* [DIRECTIONS]
[1] Decide whether each statement below agrees with the book excerpt, answering yes or no and quoting the deciding words of the excerpt. (a) Marcia Muller was named a Grand Master in 2005. (b) George V. Higgins worked as a prosecuting attorney before turning to private practice. (c) The agent called about The Friends of Eddie Coyle in the winter of 1975.
[2] Reproduce the book excerpt from "Books to Die" up to and including "V. Higgins (1970)".

* [SOURCE PASSAGE]
--------------------------------------------------

Books to Die For
Page 29
Marcia Muller has authored more than thirty-five novels, three of them in collaboration with her husband, Bill Pronzini. Together, the Mulzinis—as their friends call them—have coedited a dozen short-story anthologies and a five-pound nonfiction book on the genre, which can also be used as a doorstop. In 2005 Muller was named a Grand Master, the highest award of the Mystery Writers of America. Pronzini was given the same honor in 2008, making them the only living couple to share the title (Ross Macdonald and Margaret Millar were similarly honored). The Mulzinis live in Sonoma County, California, in a house full of cats and books. Muller’s next Sharon McCone novel, Looking for Yesterday, will be published by Grand Central Publishing in October 2012. Visit her online at www.marciamuller.com.
The Friends of Eddie Coyle
by George V. Higgins (1970)
ELMORE LEONARD
* * *
George V. Higgins (1939–99), sometimes referred to as the “Balzac of Boston”—although he would probably have preferred a comparison to Dickens—was a lawyer, academic, columnist, and author. He was a prosecuting attorney in the Organized Crime Section of the Massachusetts Attorney General’s office before turning to private practice, and his pursuit of mobsters and lowlifes lent a particular pungency to his fictional portrayals of their kind. Unfortunately, he was probably cursed by the fact that his first novel, The Friends of Eddie Coyle, was his best. Despite writing many others, he struggled to escape Eddie’s shadow. His 1990 book On Writing is honest about the writer’s trade to the point of being depressing, and is probably better read after one has become a published writer, rather than before.
* * *
In the winter of 1972, my agent at the time, H. N. Swanson in Hollywood, called to ask if I’d read a recently published novel called The Friends of Eddie Coyle. I told him I hadn’t heard of it and he said, “This is your kind of stuff, kiddo, run out and get it before you write another word.” Swanie was a legend in the movie business, having represented F. Scott Fitzgerald, Raymond Chandler, and James M. Cain. I did what I was told, bought the book, opened to the first page, and read: “Jackie Brown at twenty-six, with no expression on his face, said that he could get some guns.” I finished the book in one sitting and felt as if I’d been set free. So this is how you do it.

--------------------------------------------------

Stored data entries:
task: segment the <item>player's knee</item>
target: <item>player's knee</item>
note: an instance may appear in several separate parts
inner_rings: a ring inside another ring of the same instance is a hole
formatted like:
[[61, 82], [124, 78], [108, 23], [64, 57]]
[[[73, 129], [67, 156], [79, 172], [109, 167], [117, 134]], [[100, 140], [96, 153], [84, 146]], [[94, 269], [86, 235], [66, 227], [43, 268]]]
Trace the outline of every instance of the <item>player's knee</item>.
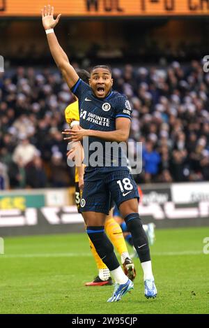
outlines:
[[102, 259], [104, 256], [114, 252], [114, 247], [104, 234], [103, 226], [88, 226], [86, 232], [100, 258]]
[[124, 220], [127, 227], [140, 225], [142, 227], [142, 222], [139, 213], [132, 213], [128, 214], [128, 215], [125, 218]]

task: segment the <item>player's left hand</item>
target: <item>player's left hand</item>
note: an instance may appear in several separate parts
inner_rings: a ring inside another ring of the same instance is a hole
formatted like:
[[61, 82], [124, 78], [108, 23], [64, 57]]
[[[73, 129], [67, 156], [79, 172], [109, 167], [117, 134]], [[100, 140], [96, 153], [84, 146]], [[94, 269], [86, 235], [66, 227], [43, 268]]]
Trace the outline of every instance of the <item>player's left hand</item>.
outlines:
[[72, 129], [65, 129], [62, 131], [63, 134], [70, 135], [71, 136], [68, 136], [64, 138], [64, 140], [71, 140], [72, 141], [80, 141], [83, 139], [84, 136], [88, 136], [89, 135], [89, 131], [85, 129], [82, 129], [81, 127], [78, 126], [78, 130], [72, 130]]

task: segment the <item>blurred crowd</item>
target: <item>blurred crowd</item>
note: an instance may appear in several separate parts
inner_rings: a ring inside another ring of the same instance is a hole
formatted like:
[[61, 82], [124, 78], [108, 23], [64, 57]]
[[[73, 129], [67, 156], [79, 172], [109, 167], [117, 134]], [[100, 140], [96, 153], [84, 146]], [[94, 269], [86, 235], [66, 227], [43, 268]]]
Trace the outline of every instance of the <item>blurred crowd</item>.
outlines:
[[[127, 64], [112, 71], [114, 89], [133, 108], [130, 140], [143, 143], [143, 170], [136, 180], [208, 180], [209, 73], [203, 64]], [[72, 101], [56, 70], [0, 73], [0, 190], [73, 185], [61, 134]]]

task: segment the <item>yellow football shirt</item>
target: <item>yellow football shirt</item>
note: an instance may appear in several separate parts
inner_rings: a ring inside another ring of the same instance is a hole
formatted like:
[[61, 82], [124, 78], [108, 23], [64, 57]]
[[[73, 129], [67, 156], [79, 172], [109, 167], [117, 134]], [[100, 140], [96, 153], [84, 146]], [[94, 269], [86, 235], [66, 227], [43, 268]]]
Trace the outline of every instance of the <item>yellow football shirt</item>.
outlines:
[[[68, 106], [68, 107], [65, 110], [65, 117], [67, 123], [69, 125], [71, 124], [72, 122], [73, 121], [78, 121], [79, 122], [79, 104], [78, 100], [75, 101], [72, 104], [70, 104]], [[75, 170], [75, 182], [79, 182], [79, 176], [77, 172], [77, 167]]]

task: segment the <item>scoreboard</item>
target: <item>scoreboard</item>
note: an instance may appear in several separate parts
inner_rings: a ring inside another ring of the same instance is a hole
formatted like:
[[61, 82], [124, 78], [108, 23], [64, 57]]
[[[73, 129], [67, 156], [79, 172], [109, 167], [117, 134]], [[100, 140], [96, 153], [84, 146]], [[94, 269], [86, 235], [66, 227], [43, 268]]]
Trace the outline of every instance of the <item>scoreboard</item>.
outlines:
[[209, 0], [0, 0], [0, 17], [38, 17], [48, 3], [75, 17], [209, 15]]

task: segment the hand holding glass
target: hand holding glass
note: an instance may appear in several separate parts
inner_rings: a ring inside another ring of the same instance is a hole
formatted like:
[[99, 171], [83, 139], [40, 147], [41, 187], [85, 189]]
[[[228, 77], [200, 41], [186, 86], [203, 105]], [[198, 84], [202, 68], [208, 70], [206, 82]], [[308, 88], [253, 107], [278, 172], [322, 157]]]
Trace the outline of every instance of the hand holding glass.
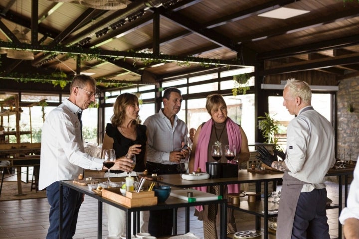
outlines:
[[220, 161], [222, 158], [222, 148], [220, 145], [212, 145], [212, 157], [217, 162]]
[[225, 156], [227, 159], [232, 161], [236, 156], [235, 147], [234, 145], [226, 145]]
[[135, 168], [135, 166], [136, 166], [136, 154], [126, 154], [126, 158], [132, 160], [132, 162], [131, 163], [131, 170], [127, 173], [128, 176], [131, 176], [132, 170]]
[[279, 197], [279, 195], [278, 192], [276, 192], [275, 191], [272, 192], [272, 197], [274, 199], [273, 201], [273, 203], [276, 203], [278, 202], [278, 201], [276, 200], [278, 197]]
[[115, 165], [116, 161], [116, 154], [114, 149], [104, 149], [102, 151], [102, 159], [103, 165], [108, 170], [107, 183], [110, 183], [110, 168]]

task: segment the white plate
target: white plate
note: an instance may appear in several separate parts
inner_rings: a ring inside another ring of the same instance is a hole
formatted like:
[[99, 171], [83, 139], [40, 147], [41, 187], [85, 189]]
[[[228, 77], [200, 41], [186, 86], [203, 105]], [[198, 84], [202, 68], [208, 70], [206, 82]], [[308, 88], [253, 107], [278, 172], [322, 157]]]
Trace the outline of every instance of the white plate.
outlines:
[[186, 180], [201, 180], [209, 178], [209, 174], [206, 173], [196, 173], [183, 174], [182, 178]]
[[150, 236], [151, 234], [147, 233], [139, 233], [136, 234], [136, 238], [143, 238], [145, 237]]

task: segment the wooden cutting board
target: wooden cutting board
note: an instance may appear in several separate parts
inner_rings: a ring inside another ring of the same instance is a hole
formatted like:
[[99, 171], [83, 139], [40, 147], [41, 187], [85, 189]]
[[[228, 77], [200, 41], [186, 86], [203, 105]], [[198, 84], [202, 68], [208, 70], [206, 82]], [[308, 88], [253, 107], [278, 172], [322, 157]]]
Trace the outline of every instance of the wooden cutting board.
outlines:
[[157, 205], [157, 197], [155, 196], [154, 191], [132, 192], [127, 193], [126, 197], [121, 194], [119, 188], [104, 188], [101, 192], [103, 198], [108, 198], [129, 208]]
[[[192, 193], [191, 197], [188, 197], [187, 193], [188, 192]], [[172, 190], [170, 195], [189, 202], [203, 202], [204, 201], [222, 199], [221, 196], [216, 195], [215, 194], [193, 189]]]

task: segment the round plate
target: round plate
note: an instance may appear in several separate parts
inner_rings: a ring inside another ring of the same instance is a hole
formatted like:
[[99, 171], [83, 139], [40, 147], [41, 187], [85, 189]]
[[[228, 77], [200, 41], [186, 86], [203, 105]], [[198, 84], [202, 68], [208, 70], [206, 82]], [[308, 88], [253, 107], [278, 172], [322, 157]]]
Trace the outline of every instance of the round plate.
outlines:
[[260, 238], [262, 236], [260, 233], [257, 233], [255, 231], [245, 231], [243, 232], [239, 232], [235, 233], [233, 238], [234, 239], [242, 239], [242, 238]]

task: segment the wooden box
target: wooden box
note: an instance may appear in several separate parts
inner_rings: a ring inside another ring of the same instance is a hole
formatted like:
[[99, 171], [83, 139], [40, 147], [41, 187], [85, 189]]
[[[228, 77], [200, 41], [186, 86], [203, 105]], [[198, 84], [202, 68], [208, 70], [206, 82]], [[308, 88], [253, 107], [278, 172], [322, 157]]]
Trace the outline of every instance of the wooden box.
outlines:
[[155, 192], [126, 192], [126, 196], [123, 196], [119, 188], [104, 188], [102, 197], [106, 198], [129, 208], [157, 205], [157, 197]]

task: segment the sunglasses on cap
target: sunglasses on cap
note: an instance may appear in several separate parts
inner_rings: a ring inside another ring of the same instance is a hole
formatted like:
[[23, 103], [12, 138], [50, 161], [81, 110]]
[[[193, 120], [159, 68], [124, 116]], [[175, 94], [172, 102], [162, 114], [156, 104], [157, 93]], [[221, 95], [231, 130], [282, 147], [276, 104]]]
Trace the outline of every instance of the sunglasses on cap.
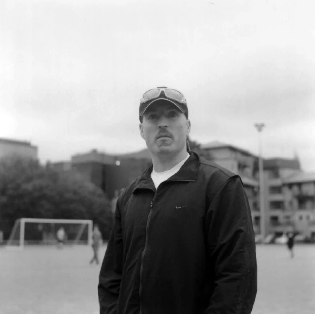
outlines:
[[153, 88], [147, 91], [140, 99], [140, 104], [145, 103], [158, 98], [164, 98], [175, 100], [181, 104], [186, 104], [186, 100], [179, 91], [173, 88], [168, 88], [165, 86]]

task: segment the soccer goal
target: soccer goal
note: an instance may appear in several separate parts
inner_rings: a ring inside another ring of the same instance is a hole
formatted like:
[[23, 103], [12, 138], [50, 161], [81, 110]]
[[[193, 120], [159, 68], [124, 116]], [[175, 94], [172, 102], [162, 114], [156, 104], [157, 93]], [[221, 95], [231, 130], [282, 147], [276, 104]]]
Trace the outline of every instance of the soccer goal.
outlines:
[[55, 244], [57, 232], [62, 228], [65, 244], [91, 245], [92, 225], [90, 220], [19, 218], [15, 220], [6, 245], [8, 248], [22, 249], [26, 245]]

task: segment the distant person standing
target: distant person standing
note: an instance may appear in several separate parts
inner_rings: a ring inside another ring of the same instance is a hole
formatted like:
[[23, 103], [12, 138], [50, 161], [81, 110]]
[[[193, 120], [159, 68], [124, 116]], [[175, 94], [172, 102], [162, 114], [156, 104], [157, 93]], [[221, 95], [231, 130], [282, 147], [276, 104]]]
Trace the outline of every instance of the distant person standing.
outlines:
[[291, 258], [294, 257], [294, 252], [293, 252], [293, 247], [294, 246], [294, 233], [293, 232], [289, 232], [287, 235], [287, 242], [286, 243], [287, 247], [291, 253]]
[[93, 249], [93, 256], [90, 261], [90, 264], [92, 264], [95, 260], [96, 264], [99, 264], [98, 260], [98, 251], [102, 243], [102, 234], [99, 231], [98, 226], [95, 225], [92, 234], [92, 249]]
[[65, 231], [63, 227], [60, 228], [57, 233], [57, 241], [58, 242], [58, 248], [62, 249], [63, 247], [64, 240], [65, 240]]

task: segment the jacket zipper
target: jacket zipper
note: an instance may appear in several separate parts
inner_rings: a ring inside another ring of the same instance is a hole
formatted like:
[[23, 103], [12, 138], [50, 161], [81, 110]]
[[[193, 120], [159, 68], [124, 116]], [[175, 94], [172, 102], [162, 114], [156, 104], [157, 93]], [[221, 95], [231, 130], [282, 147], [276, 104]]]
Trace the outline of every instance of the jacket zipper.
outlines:
[[[186, 182], [193, 182], [194, 180], [166, 180], [167, 181], [186, 181]], [[164, 181], [165, 182], [165, 181]], [[162, 184], [163, 182], [161, 183]], [[145, 255], [146, 250], [147, 249], [147, 246], [148, 245], [148, 229], [149, 228], [149, 224], [150, 223], [150, 219], [151, 216], [151, 213], [152, 211], [152, 207], [153, 206], [153, 203], [154, 202], [154, 200], [155, 199], [156, 196], [157, 195], [157, 192], [158, 190], [156, 191], [156, 192], [154, 194], [154, 196], [151, 201], [151, 202], [150, 204], [150, 212], [149, 212], [149, 215], [148, 216], [148, 220], [147, 220], [147, 225], [146, 227], [146, 240], [144, 244], [144, 249], [143, 249], [143, 251], [142, 252], [142, 255], [141, 256], [141, 266], [140, 266], [140, 287], [139, 288], [139, 296], [140, 297], [140, 312], [139, 314], [142, 314], [142, 272], [143, 271], [143, 260], [144, 258], [144, 255]]]
[[144, 255], [145, 254], [146, 250], [147, 249], [147, 245], [148, 245], [148, 229], [149, 228], [149, 224], [150, 223], [150, 219], [151, 216], [151, 213], [152, 212], [152, 207], [153, 206], [153, 202], [155, 198], [156, 193], [154, 194], [153, 199], [151, 201], [150, 204], [150, 212], [149, 212], [149, 215], [148, 216], [148, 220], [147, 220], [147, 226], [146, 228], [146, 241], [144, 245], [144, 249], [142, 252], [142, 256], [141, 256], [141, 266], [140, 269], [140, 288], [139, 289], [139, 295], [140, 297], [140, 314], [142, 313], [142, 272], [143, 270], [143, 259], [144, 258]]

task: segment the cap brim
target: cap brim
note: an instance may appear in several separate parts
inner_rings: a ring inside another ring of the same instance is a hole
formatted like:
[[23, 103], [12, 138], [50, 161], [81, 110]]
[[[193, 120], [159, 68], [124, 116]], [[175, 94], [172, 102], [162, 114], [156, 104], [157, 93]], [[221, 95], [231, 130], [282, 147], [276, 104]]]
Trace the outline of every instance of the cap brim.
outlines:
[[142, 116], [143, 116], [145, 111], [148, 109], [149, 106], [152, 104], [153, 104], [154, 102], [155, 102], [156, 101], [167, 101], [167, 102], [170, 102], [172, 103], [174, 106], [176, 106], [182, 112], [183, 112], [183, 113], [185, 113], [185, 111], [183, 110], [176, 102], [174, 102], [174, 101], [172, 101], [172, 100], [170, 99], [159, 98], [157, 99], [154, 99], [154, 100], [152, 100], [152, 101], [151, 101], [151, 102], [149, 102], [146, 106], [146, 107], [145, 107], [144, 109], [142, 110], [142, 111], [140, 113], [140, 116], [141, 117]]

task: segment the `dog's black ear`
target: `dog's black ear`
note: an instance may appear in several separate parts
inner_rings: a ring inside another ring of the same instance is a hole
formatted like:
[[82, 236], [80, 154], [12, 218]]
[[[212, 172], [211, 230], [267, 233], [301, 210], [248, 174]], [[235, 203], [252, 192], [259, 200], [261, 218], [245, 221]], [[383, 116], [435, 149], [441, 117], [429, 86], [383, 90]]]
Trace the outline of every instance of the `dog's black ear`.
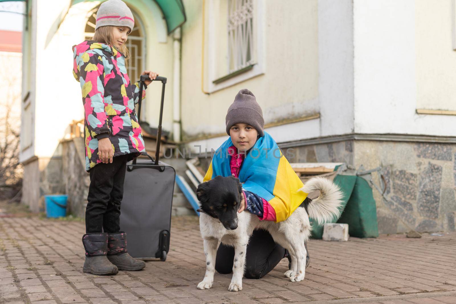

--------------------------------------------------

* [EXPECTED RESULTS]
[1]
(a) Yes: "In 2005 Muller was named a Grand Master, the highest award of the Mystery Writers of America."
(b) Yes: "He was a prosecuting attorney in the Organized Crime Section of the Massachusetts Attorney General’s office before turning to private practice"
(c) No: "In the winter of 1972, my agent at the time, H. N. Swanson in Hollywood, called to ask if I’d read a recently published novel called The Friends of Eddie Coyle."

[2]
Books to Die For
Page 29
Marcia Muller has authored more than thirty-five novels, three of them in collaboration with her husband, Bill Pronzini. Together, the Mulzinis—as their friends call them—have coedited a dozen short-story anthologies and a five-pound nonfiction book on the genre, which can also be used as a doorstop. In 2005 Muller was named a Grand Master, the highest award of the Mystery Writers of America. Pronzini was given the same honor in 2008, making them the only living couple to share the title (Ross Macdonald and Margaret Millar were similarly honored). The Mulzinis live in Sonoma County, California, in a house full of cats and books. Muller’s next Sharon McCone novel, Looking for Yesterday, will be published by Grand Central Publishing in October 2012. Visit her online at www.marciamuller.com.
The Friends of Eddie Coyle
by George V. Higgins (1970)